» **TASK TO COMPLETE**
Copy out each line below that has the word "instance" in it.

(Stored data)
____________________
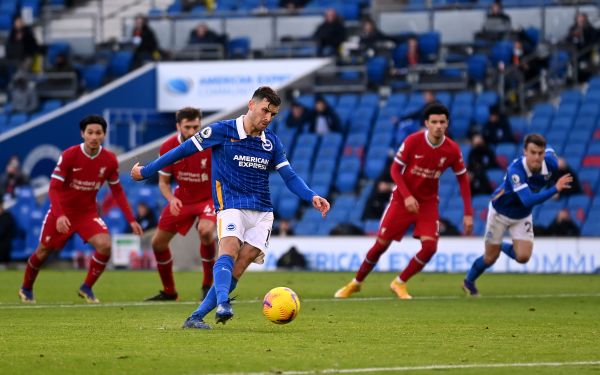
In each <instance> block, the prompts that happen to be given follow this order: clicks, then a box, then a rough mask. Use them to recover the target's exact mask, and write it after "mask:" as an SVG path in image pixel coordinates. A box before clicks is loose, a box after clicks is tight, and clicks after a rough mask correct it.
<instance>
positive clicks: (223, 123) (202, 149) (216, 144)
mask: <svg viewBox="0 0 600 375" xmlns="http://www.w3.org/2000/svg"><path fill="white" fill-rule="evenodd" d="M226 139H227V126H226V124H225V123H224V122H216V123H214V124H211V125H209V126H207V127H205V128H202V130H200V131H199V132H198V133H196V134H194V136H193V137H191V140H192V142H193V143H194V145H195V146H196V148H197V149H198V151H203V150H206V149H207V148H211V147H213V146H216V145H220V144H223V143H224V142H225V140H226Z"/></svg>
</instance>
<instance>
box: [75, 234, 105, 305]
____________________
» **SOLUTION FOR THIS TASK**
In each <instance> block, the prompts that happen to be given follow this order: clicks, then a box, then a rough mask. Use them to recover the target's exact mask, and write it after "mask:" as an SVG path in image pixel coordinates. A box before clicks is loose, a box after clicks is tight, and clicks after a rough mask correct it.
<instance>
</instance>
<instance>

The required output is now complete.